[Point labeling examples]
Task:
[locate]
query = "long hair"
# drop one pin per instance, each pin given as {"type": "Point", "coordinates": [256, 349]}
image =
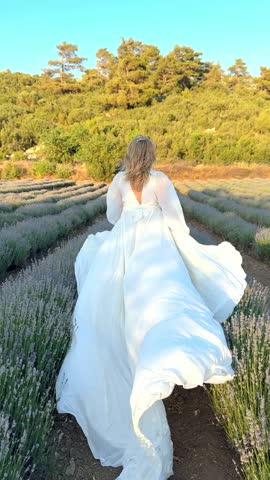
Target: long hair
{"type": "Point", "coordinates": [138, 161]}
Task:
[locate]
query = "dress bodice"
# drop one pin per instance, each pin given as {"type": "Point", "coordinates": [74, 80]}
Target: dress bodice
{"type": "Point", "coordinates": [157, 193]}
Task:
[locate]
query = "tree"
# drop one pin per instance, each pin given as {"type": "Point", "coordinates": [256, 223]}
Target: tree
{"type": "Point", "coordinates": [214, 78]}
{"type": "Point", "coordinates": [69, 60]}
{"type": "Point", "coordinates": [182, 68]}
{"type": "Point", "coordinates": [133, 81]}
{"type": "Point", "coordinates": [239, 68]}
{"type": "Point", "coordinates": [106, 62]}
{"type": "Point", "coordinates": [263, 82]}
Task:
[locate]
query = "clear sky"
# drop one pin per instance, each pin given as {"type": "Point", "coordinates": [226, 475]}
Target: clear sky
{"type": "Point", "coordinates": [221, 30]}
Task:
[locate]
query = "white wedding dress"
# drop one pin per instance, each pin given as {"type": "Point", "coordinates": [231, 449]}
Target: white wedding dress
{"type": "Point", "coordinates": [151, 300]}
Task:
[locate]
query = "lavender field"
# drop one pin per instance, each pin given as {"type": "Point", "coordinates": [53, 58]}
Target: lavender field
{"type": "Point", "coordinates": [36, 308]}
{"type": "Point", "coordinates": [238, 210]}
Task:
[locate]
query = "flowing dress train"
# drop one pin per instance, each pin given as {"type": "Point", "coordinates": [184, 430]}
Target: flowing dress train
{"type": "Point", "coordinates": [151, 301]}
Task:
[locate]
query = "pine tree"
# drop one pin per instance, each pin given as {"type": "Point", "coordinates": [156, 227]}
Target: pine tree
{"type": "Point", "coordinates": [69, 60]}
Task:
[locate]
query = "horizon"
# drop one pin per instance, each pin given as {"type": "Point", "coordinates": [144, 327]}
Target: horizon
{"type": "Point", "coordinates": [204, 27]}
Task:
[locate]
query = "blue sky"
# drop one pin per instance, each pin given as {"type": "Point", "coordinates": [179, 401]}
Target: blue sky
{"type": "Point", "coordinates": [221, 30]}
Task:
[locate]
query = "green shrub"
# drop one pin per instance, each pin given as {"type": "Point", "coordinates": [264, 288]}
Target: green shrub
{"type": "Point", "coordinates": [63, 170]}
{"type": "Point", "coordinates": [43, 167]}
{"type": "Point", "coordinates": [11, 171]}
{"type": "Point", "coordinates": [18, 155]}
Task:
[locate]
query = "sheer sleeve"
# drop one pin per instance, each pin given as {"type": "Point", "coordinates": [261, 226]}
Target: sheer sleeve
{"type": "Point", "coordinates": [170, 203]}
{"type": "Point", "coordinates": [114, 201]}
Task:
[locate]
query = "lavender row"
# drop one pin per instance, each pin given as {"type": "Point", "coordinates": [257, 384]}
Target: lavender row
{"type": "Point", "coordinates": [39, 209]}
{"type": "Point", "coordinates": [230, 226]}
{"type": "Point", "coordinates": [49, 184]}
{"type": "Point", "coordinates": [35, 322]}
{"type": "Point", "coordinates": [13, 201]}
{"type": "Point", "coordinates": [260, 216]}
{"type": "Point", "coordinates": [19, 242]}
{"type": "Point", "coordinates": [242, 406]}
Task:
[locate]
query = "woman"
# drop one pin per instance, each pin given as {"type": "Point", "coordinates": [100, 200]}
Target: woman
{"type": "Point", "coordinates": [151, 300]}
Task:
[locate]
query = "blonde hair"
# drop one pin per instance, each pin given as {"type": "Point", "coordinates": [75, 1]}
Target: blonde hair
{"type": "Point", "coordinates": [138, 161]}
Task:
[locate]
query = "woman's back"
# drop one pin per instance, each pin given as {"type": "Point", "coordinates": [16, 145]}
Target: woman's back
{"type": "Point", "coordinates": [158, 192]}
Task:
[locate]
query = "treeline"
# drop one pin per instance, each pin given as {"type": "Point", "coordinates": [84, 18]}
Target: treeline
{"type": "Point", "coordinates": [192, 109]}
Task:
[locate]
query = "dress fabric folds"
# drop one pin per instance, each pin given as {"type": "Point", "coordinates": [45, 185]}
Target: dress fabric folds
{"type": "Point", "coordinates": [151, 301]}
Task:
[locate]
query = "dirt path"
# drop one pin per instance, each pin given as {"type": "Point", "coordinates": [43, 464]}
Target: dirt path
{"type": "Point", "coordinates": [201, 450]}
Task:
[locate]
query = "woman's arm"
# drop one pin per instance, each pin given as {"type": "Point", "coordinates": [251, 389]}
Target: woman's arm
{"type": "Point", "coordinates": [170, 203]}
{"type": "Point", "coordinates": [114, 201]}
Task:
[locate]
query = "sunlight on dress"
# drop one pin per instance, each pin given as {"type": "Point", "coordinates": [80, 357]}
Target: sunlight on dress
{"type": "Point", "coordinates": [151, 300]}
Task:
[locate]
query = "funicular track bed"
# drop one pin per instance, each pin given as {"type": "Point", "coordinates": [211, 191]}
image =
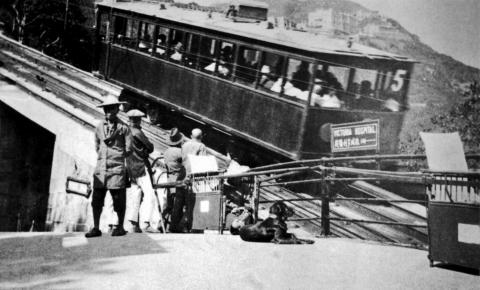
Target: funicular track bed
{"type": "Point", "coordinates": [83, 91]}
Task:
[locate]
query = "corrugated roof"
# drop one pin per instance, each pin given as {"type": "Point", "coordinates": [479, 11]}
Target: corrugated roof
{"type": "Point", "coordinates": [259, 31]}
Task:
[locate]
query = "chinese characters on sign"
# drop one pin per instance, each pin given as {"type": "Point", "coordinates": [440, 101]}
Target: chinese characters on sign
{"type": "Point", "coordinates": [355, 136]}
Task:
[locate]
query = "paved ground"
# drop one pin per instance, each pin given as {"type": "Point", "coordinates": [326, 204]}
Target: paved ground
{"type": "Point", "coordinates": [195, 261]}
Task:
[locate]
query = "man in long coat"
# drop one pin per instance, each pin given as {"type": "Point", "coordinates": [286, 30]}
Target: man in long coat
{"type": "Point", "coordinates": [113, 145]}
{"type": "Point", "coordinates": [139, 176]}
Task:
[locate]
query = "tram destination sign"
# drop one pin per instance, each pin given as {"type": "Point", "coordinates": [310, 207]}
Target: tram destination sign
{"type": "Point", "coordinates": [355, 136]}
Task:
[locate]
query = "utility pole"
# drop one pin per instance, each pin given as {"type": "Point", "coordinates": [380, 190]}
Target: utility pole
{"type": "Point", "coordinates": [66, 18]}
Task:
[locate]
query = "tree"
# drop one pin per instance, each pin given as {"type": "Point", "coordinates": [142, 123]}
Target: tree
{"type": "Point", "coordinates": [51, 28]}
{"type": "Point", "coordinates": [464, 118]}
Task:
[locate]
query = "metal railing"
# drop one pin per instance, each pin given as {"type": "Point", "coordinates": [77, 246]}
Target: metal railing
{"type": "Point", "coordinates": [460, 186]}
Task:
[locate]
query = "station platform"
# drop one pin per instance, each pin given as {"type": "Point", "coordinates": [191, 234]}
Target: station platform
{"type": "Point", "coordinates": [212, 261]}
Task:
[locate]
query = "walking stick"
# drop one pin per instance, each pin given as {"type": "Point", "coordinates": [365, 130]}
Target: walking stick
{"type": "Point", "coordinates": [150, 172]}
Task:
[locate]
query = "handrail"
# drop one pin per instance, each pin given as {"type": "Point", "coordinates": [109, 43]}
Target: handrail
{"type": "Point", "coordinates": [355, 158]}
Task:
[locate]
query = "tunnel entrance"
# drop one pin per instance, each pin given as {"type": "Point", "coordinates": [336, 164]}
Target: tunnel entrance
{"type": "Point", "coordinates": [26, 153]}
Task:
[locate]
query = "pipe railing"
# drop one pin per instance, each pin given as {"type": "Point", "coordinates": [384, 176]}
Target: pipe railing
{"type": "Point", "coordinates": [332, 174]}
{"type": "Point", "coordinates": [373, 158]}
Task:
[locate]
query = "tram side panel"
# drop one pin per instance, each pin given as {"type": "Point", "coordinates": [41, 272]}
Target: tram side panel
{"type": "Point", "coordinates": [263, 119]}
{"type": "Point", "coordinates": [390, 127]}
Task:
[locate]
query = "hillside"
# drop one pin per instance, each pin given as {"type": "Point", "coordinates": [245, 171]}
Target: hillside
{"type": "Point", "coordinates": [438, 83]}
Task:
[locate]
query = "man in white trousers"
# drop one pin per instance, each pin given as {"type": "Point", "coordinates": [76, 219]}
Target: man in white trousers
{"type": "Point", "coordinates": [140, 178]}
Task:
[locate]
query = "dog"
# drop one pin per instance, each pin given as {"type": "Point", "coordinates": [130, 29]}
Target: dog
{"type": "Point", "coordinates": [273, 229]}
{"type": "Point", "coordinates": [243, 217]}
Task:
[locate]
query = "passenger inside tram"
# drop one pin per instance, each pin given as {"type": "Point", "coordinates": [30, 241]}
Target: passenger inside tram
{"type": "Point", "coordinates": [226, 61]}
{"type": "Point", "coordinates": [301, 77]}
{"type": "Point", "coordinates": [271, 72]}
{"type": "Point", "coordinates": [247, 65]}
{"type": "Point", "coordinates": [177, 52]}
{"type": "Point", "coordinates": [160, 47]}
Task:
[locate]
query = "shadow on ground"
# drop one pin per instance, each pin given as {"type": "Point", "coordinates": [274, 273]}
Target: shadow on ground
{"type": "Point", "coordinates": [460, 269]}
{"type": "Point", "coordinates": [54, 261]}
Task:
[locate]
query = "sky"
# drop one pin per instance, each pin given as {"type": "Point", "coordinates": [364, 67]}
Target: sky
{"type": "Point", "coordinates": [448, 26]}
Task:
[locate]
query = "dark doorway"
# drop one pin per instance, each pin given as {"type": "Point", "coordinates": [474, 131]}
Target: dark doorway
{"type": "Point", "coordinates": [26, 153]}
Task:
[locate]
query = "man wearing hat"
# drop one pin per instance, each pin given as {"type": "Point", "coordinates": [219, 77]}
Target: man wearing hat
{"type": "Point", "coordinates": [139, 175]}
{"type": "Point", "coordinates": [113, 144]}
{"type": "Point", "coordinates": [176, 172]}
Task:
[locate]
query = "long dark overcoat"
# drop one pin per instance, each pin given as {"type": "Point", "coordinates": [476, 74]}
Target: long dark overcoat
{"type": "Point", "coordinates": [112, 149]}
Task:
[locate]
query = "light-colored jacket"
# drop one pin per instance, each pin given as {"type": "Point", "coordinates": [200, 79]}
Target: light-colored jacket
{"type": "Point", "coordinates": [112, 149]}
{"type": "Point", "coordinates": [192, 147]}
{"type": "Point", "coordinates": [141, 148]}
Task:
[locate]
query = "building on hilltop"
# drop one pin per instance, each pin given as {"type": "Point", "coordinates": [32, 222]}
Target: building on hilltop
{"type": "Point", "coordinates": [331, 21]}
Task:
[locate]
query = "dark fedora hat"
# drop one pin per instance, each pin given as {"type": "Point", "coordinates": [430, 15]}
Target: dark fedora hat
{"type": "Point", "coordinates": [176, 137]}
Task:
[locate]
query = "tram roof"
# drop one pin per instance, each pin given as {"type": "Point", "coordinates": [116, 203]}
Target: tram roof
{"type": "Point", "coordinates": [218, 22]}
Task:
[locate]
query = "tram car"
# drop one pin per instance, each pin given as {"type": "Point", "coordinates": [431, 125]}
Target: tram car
{"type": "Point", "coordinates": [240, 74]}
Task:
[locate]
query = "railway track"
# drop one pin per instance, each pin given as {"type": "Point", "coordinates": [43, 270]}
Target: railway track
{"type": "Point", "coordinates": [77, 94]}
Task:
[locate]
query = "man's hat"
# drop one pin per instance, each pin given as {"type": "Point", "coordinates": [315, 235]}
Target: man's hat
{"type": "Point", "coordinates": [176, 137]}
{"type": "Point", "coordinates": [110, 101]}
{"type": "Point", "coordinates": [135, 113]}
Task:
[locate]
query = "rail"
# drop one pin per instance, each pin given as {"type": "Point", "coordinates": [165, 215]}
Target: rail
{"type": "Point", "coordinates": [377, 158]}
{"type": "Point", "coordinates": [330, 175]}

[TASK] Return every line of the material above that contains the string "bodice".

[RESPONSE TO THIS TASK]
query = "dress bodice"
Target: dress bodice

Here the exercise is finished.